Pull out the lines starting with the one that contains "For each <instance>" and ending with the one that contains "positive clicks: (457, 177) (401, 189)", including both, and copy them word for word.

=== INPUT MATERIAL ===

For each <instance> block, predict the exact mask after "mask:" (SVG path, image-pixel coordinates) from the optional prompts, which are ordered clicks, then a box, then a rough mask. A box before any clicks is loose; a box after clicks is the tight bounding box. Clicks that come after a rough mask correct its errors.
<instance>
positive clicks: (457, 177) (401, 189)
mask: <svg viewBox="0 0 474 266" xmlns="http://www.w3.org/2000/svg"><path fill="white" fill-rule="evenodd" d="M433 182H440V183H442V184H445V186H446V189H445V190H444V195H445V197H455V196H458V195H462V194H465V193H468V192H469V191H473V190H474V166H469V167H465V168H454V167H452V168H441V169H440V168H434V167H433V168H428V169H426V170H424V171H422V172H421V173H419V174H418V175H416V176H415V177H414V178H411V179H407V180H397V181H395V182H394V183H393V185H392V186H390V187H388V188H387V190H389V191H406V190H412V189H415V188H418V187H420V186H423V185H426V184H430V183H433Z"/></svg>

===
=== INPUT MATERIAL ===

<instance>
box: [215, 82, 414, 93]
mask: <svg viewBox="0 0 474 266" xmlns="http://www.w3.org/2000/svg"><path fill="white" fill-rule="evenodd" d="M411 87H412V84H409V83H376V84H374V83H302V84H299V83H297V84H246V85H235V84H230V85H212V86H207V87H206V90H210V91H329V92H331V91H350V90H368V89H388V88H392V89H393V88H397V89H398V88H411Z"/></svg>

===

▶ **TASK RESULT**:
For each <instance> block, predict the exact mask after "mask:" (SVG path, image-pixel coordinates) from the optional prompts, which are ordered clicks, then a box, then a rough mask. A box before any clicks is loose; a box after clicks is the tight bounding box. Clicks that come after a rough mask correct its errors.
<instance>
positive clicks: (457, 177) (401, 189)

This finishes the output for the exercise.